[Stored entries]
'''

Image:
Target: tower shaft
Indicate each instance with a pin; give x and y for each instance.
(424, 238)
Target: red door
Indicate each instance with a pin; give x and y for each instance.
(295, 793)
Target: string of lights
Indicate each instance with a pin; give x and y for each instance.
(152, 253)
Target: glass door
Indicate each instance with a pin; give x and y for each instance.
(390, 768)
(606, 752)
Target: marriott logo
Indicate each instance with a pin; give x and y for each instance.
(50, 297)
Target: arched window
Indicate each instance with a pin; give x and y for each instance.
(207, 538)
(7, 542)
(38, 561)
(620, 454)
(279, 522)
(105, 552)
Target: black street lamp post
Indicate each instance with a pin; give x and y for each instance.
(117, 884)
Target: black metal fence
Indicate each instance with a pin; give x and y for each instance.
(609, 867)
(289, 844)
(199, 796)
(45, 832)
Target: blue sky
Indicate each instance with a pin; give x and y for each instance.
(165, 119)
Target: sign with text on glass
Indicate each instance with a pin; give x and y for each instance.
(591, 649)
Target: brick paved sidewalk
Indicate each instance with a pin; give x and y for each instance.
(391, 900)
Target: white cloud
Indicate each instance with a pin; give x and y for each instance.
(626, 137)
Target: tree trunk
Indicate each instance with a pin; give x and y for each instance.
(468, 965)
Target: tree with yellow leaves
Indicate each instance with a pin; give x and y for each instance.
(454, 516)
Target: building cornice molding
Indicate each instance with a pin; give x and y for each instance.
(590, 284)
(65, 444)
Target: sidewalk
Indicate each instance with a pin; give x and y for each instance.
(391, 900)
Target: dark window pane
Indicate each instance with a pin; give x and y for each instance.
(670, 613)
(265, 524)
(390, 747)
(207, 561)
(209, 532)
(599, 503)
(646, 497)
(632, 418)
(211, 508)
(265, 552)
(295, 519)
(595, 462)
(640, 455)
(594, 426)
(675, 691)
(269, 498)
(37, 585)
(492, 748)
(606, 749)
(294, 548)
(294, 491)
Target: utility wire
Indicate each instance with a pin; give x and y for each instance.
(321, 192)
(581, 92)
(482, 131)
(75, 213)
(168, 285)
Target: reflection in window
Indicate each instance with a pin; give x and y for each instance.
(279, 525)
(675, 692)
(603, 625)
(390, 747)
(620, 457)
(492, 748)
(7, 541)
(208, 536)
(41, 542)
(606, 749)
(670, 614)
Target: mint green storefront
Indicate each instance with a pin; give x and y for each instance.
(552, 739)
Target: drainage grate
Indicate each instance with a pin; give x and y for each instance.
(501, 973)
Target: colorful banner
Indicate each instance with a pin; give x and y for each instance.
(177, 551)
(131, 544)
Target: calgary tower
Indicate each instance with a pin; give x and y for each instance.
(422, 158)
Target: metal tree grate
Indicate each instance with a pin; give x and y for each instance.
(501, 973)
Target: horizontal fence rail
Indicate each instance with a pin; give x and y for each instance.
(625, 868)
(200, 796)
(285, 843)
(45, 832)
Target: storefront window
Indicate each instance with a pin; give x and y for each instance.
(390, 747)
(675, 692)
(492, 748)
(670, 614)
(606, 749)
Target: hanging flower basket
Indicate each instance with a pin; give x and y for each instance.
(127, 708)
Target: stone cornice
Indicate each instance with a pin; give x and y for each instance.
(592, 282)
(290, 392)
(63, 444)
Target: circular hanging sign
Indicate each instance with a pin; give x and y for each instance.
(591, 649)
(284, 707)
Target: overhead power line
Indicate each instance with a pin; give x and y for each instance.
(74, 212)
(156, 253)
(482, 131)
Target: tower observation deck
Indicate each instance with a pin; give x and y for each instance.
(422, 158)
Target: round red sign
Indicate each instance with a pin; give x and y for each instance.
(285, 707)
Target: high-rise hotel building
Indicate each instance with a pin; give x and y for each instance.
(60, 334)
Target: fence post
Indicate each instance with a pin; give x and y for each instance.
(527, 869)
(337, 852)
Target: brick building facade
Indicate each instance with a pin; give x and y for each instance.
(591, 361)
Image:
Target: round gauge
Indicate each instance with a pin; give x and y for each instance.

'''

— EXERCISE AIM —
Exactly as written above, please repeat the entries.

— EXPECTED ANSWER —
Image:
Target: tower shaft
Indicate each instance with a pin; give x and y for each instance.
(424, 238)
Target: red door
Indicate each instance with a pin; give x and y for each instance.
(295, 793)
Target: string of lights
Indicate each instance with a pin; give x and y for each instance.
(152, 253)
Target: glass door
Indicate each instance with a pin; give x and y for each instance.
(390, 768)
(606, 752)
Target: marriott logo
Indicate each instance with a pin; give x and y for each instance.
(50, 297)
Target: arched window
Indicate each instance with a pin; give x and y for each instance.
(207, 538)
(7, 542)
(38, 561)
(620, 454)
(279, 522)
(105, 552)
Target: black street lamp post
Indicate each instance with a pin; give x and y for each instance.
(117, 884)
Target: black metal fence
Indicate each instance with a pin; give x and y for each instance.
(609, 867)
(289, 844)
(199, 796)
(45, 832)
Target: blue sky
Indicate each instance with a pin; give x and y for each instance.
(165, 119)
Target: sign with text on glass
Indicate each instance with a pin; give x and y for each instance.
(591, 649)
Target: brick paved sidewalk
Indicate each instance with a pin; give x and y for each instance.
(391, 900)
Target: white cloud
Indicate each instance with a pin; give x and y for each instance.
(626, 137)
Target: tree trunk
Indicate each instance with a pin; give x and y for each instance.
(468, 965)
Target: tree with yellow leaves
Indicate each instance with a pin; give x and y for each instance.
(454, 516)
Target: building cornice molding
Indicate each instance with a pin; give x and y for each instance.
(590, 284)
(65, 444)
Target: sidewalk
Indicate each instance with a pin; give x and y for each instance.
(391, 900)
Target: dark window pane
Indicate each instance with a pin; give x and y for each instance.
(670, 613)
(265, 524)
(390, 747)
(207, 561)
(209, 532)
(599, 503)
(646, 497)
(632, 418)
(211, 508)
(265, 552)
(295, 519)
(595, 462)
(640, 455)
(594, 426)
(675, 691)
(269, 498)
(37, 585)
(492, 748)
(606, 749)
(294, 548)
(294, 491)
Target: utility wire
Indicate each instance with a pin; give x and y for each instance.
(321, 192)
(581, 92)
(482, 131)
(75, 213)
(168, 285)
Target: reflection in window
Indicate each instance with a pin; give x and y for each instance.
(279, 525)
(675, 692)
(603, 625)
(390, 747)
(620, 457)
(492, 748)
(7, 541)
(208, 536)
(41, 542)
(606, 749)
(670, 614)
Target: mint green storefront
Indicate each instance with a pin; give x and y for each instance.
(552, 739)
Target: drainage grate
Indicate each instance with a pin; give x and y for each instance.
(501, 973)
Target: colorful banner
Indicate each instance with a pin; give x and y for each instance.
(177, 551)
(131, 544)
Target: calgary tower
Indicate each instance with a pin; give x and y for each instance.
(422, 158)
Target: metal tree grate
Indicate each instance with a pin; give x and y for each instance.
(501, 973)
Target: horizontal fence rail
Indicate each instance with a pin; give x and y for each instance.
(625, 868)
(200, 796)
(285, 843)
(45, 832)
Target: storefront window
Indicate each instance with a pin; give x and y for each instance.
(390, 747)
(675, 692)
(492, 748)
(670, 614)
(606, 749)
Target: hanging flower basket
Indicate each instance with a pin; give x and y for each instance.
(127, 708)
Target: stone cornice
Indicate each instance with a pin; give x and y for each instance.
(592, 282)
(290, 392)
(63, 444)
Target: circular hanging sign
Indicate each instance with a pin; give x and y for each instance.
(591, 649)
(284, 707)
Target: overhead power line
Indicate each instance with a pin; give x and y for each instance.
(74, 212)
(156, 253)
(482, 131)
Target: tower observation deck
Indicate each instance with a pin; give x and y for each instance.
(422, 158)
Target: round red sign
Indicate each instance with a pin; give x and y for each instance.
(285, 707)
Target: high-rise hotel building
Indicate each instance with a pin; give x and y for each instance.
(60, 334)
Target: fence post
Indicate each instance with a pin; give x and y for each instance.
(527, 869)
(337, 852)
Target: brick building facade
Indicate each instance with a pin; give x and y for each instance.
(591, 361)
Image:
Target: round gauge
Indicate each instance with a pin; give x and y for each instance.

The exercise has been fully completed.